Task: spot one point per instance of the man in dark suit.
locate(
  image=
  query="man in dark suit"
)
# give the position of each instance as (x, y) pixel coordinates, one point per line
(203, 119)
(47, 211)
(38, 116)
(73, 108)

### YOUR INSTRUCTIONS
Print all of the rows above again, word for word and with no changes.

### ANSWER FOR THE TASK
Task: spot one point per instance of the man in dark suit.
locate(
  image=
  query="man in dark suit"
)
# give the position of each instance as (x, y) pixel coordinates, one point per line
(203, 119)
(47, 211)
(38, 116)
(73, 108)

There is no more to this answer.